Extracted text:
# e-MTB prices are probably on-the-rise.



## DtEW (Jun 14, 2004)

Case-in-point, Specialized. They raised their prices today, by as much as $1600. It may be even more for the higher-end models that I don't remember the prices for.

'21 Turbo Levo (base) was marked up by $500 ($5000, to $5500)
'21 Turbo Levo Comp was marked up by $1200 ($6300, to $7500)
'21 Turbo Levo Expert was marked up by $1600 ($8900, to $10500)

'21 Turbo Levo SL Comp was marked up by $500 ($6500, to $7000)
'21 Turbo Levo SL Comp Carbon was marked up by $500 ($7500 to $8000) 

I believe the reason is a response to supply chain issues (and hence, supply) in the face of exploding popularity/demand.

I think if you have an eye on an e-MTB that is in-stock, you might want to pull the trigger ASAP.


----------



## Nefariousd (May 1, 2015)

Direction:
Answer these questions using the thread on e-MTB prices above.
(a) By how much was the '21 Turbo Levo Comp marked up?
(b) What reason does the first post give for the price increases?
(c) What does the first post suggest doing if you have an eye on an in-stock e-MTB?

Stored data:

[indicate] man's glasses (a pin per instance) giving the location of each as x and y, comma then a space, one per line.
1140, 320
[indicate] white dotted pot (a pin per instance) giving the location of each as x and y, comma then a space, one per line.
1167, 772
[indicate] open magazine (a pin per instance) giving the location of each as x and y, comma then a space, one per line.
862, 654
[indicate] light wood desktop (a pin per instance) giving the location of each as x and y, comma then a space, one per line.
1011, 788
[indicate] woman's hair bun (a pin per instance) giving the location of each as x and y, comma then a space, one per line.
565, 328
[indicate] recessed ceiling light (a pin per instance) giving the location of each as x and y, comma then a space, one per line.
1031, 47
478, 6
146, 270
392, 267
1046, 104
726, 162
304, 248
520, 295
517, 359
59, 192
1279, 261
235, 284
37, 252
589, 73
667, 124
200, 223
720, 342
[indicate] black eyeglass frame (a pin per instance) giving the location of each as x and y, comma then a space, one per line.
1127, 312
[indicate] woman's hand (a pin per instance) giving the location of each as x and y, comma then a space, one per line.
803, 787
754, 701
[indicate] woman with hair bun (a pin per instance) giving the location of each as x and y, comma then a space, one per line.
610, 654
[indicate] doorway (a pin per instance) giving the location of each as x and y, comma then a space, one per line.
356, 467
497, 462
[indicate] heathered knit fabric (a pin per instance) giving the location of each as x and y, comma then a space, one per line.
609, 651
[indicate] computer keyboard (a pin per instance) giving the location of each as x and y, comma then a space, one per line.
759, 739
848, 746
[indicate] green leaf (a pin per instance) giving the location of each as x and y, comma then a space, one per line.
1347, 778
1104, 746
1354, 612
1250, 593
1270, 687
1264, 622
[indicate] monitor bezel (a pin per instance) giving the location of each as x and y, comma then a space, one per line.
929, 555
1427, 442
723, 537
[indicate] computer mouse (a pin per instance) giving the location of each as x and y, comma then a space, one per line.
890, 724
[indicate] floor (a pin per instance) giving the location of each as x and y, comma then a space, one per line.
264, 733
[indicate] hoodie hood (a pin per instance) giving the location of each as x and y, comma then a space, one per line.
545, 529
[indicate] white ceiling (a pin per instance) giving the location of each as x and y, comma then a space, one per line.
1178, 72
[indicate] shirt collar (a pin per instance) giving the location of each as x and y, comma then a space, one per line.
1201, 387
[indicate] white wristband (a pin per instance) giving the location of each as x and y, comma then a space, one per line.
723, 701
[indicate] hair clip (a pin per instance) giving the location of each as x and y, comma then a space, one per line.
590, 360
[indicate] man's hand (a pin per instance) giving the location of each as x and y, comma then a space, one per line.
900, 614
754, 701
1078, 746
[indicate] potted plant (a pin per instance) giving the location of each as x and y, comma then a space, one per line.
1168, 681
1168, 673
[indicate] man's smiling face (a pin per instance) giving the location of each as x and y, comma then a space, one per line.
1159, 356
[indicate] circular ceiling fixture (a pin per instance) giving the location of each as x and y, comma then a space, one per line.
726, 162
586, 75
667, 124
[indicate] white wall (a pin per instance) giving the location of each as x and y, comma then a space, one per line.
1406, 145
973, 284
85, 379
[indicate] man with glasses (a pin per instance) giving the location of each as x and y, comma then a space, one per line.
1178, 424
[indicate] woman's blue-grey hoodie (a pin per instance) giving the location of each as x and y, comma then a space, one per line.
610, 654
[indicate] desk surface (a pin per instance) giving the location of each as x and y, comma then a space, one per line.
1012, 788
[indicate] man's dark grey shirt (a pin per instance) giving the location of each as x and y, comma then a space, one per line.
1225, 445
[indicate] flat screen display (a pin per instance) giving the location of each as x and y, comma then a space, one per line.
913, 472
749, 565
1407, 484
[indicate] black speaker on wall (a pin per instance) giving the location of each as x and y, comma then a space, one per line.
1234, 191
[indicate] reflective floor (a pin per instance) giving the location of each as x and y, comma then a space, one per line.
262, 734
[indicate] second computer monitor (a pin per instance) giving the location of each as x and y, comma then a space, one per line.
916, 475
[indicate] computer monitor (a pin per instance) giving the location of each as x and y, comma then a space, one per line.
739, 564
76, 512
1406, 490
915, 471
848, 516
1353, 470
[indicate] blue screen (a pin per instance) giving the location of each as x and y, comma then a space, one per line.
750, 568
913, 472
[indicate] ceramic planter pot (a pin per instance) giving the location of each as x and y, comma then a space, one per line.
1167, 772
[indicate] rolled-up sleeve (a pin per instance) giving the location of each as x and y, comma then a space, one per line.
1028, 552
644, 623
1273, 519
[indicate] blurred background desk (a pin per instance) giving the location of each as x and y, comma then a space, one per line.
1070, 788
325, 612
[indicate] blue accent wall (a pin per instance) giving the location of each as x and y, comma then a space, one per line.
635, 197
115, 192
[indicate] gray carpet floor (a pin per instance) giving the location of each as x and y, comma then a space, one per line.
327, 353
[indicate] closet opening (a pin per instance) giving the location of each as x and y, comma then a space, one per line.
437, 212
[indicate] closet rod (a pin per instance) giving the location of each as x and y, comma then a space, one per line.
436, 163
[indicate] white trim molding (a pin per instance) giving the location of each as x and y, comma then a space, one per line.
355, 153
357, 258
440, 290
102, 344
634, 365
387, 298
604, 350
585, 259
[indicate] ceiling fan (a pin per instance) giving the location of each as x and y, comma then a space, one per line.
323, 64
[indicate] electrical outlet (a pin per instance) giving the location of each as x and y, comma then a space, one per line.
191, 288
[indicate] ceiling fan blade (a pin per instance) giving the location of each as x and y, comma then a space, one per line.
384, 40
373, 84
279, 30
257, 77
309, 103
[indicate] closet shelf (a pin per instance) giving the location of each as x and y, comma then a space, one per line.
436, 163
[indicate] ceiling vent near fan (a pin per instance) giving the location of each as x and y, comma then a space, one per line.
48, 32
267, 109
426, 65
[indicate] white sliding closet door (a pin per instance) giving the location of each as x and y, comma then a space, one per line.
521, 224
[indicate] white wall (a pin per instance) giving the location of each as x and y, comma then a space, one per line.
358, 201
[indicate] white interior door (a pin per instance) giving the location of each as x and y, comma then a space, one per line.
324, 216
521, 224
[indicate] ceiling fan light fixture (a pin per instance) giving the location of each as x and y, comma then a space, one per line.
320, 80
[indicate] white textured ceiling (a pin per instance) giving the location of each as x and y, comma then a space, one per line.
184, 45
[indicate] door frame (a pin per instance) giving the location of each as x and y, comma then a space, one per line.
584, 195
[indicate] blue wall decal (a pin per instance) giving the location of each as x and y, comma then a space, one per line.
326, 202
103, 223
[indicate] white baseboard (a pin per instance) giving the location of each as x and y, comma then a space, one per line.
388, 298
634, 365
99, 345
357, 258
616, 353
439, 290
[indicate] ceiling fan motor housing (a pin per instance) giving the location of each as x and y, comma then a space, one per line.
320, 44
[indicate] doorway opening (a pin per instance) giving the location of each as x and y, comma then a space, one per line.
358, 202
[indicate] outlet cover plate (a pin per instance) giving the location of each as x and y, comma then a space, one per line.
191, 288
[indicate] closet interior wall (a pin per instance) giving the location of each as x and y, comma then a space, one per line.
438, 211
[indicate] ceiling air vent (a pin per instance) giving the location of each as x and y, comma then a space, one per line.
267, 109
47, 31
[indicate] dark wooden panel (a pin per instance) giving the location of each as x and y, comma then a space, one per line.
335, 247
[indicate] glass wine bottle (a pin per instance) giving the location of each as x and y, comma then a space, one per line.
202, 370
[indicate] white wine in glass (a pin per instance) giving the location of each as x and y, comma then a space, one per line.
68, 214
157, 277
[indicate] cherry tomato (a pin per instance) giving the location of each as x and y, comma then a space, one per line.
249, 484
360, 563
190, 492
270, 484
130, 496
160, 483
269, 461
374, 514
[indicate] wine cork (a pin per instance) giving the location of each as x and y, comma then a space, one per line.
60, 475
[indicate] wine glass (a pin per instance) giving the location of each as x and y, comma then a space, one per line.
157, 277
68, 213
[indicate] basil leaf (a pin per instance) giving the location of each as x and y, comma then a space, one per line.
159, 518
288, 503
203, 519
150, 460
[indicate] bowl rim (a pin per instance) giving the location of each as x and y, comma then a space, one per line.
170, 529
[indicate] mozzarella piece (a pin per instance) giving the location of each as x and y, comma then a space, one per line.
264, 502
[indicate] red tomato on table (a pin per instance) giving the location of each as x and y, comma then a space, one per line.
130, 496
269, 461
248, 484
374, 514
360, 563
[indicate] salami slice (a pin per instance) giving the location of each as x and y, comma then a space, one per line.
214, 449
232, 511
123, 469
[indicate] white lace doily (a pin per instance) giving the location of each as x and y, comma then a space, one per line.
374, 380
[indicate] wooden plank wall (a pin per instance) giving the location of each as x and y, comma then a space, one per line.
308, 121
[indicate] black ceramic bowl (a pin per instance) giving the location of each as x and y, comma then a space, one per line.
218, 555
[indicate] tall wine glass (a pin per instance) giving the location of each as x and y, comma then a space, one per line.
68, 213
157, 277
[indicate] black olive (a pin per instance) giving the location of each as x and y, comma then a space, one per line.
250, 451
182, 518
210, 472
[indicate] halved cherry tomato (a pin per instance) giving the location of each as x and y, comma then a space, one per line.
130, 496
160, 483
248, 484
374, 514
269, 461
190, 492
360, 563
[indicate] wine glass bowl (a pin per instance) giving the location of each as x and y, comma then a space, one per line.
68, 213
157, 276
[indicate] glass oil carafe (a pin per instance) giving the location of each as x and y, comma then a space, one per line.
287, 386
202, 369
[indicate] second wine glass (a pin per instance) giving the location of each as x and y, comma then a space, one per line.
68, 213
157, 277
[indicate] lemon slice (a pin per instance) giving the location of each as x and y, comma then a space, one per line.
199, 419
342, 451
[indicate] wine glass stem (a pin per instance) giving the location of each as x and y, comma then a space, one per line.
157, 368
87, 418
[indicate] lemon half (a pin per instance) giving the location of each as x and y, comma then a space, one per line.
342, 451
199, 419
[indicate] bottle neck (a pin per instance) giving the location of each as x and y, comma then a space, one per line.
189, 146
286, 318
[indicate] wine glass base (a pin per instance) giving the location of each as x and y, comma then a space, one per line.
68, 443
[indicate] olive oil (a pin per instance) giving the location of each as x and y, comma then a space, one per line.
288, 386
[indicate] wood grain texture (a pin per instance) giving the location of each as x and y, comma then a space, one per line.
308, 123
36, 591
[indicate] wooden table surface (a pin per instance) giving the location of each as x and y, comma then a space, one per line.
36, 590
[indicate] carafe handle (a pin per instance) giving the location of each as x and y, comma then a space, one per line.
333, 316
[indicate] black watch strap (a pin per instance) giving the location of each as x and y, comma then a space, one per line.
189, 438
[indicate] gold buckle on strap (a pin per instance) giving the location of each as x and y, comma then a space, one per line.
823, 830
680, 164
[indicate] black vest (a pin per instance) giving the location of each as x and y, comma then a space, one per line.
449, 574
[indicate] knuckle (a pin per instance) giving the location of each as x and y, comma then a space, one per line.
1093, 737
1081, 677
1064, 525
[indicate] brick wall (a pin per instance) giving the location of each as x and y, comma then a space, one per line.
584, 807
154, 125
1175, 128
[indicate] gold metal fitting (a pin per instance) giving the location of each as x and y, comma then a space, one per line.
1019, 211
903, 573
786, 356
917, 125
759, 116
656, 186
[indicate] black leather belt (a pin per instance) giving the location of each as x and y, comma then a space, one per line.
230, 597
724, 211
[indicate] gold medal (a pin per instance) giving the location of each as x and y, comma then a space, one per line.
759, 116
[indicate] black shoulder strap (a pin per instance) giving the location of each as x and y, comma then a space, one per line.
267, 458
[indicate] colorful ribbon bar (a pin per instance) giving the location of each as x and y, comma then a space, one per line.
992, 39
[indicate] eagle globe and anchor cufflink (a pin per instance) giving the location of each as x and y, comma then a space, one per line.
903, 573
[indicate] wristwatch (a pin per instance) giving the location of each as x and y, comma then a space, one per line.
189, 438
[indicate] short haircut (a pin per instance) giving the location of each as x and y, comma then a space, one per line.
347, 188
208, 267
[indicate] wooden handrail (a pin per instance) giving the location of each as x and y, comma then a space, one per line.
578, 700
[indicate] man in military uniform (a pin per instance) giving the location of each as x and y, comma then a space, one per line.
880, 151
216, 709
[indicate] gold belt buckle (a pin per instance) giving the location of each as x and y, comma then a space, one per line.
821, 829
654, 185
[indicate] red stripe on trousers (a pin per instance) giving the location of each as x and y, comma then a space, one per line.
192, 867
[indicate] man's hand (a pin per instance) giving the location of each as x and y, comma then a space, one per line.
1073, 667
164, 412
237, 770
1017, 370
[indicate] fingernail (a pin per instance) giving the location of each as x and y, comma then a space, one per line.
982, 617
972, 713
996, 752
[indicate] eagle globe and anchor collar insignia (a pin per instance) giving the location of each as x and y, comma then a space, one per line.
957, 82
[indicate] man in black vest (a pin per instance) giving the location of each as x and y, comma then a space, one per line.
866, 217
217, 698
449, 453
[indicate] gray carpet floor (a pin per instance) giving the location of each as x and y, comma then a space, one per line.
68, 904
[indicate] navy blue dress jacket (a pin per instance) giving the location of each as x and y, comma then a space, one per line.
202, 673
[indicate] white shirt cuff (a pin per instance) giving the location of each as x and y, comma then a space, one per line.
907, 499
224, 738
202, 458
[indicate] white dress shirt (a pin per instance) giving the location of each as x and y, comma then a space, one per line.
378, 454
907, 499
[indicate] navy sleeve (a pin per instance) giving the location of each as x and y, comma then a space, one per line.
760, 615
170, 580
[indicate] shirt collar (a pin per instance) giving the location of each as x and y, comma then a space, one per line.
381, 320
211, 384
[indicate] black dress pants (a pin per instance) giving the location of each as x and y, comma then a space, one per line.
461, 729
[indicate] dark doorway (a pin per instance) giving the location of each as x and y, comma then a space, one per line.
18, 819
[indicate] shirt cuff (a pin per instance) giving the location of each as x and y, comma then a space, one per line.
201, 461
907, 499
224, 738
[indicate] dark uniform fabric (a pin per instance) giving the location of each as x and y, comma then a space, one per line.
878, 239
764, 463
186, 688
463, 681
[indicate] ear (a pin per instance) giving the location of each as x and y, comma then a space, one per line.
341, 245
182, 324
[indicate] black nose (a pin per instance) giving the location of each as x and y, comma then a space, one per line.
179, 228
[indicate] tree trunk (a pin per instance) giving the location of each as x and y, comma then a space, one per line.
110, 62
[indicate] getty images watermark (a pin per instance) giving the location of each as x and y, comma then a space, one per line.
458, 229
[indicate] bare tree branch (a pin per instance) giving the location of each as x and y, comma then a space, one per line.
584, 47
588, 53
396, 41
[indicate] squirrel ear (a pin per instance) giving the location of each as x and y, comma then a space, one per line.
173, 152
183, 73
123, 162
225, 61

Finished exercise:
(a) By $1200, from $6300 to $7500.
(b) It calls the increases a response to supply chain issues, and hence supply, in the face of exploding popularity and demand.
(c) It suggests pulling the trigger as soon as possible.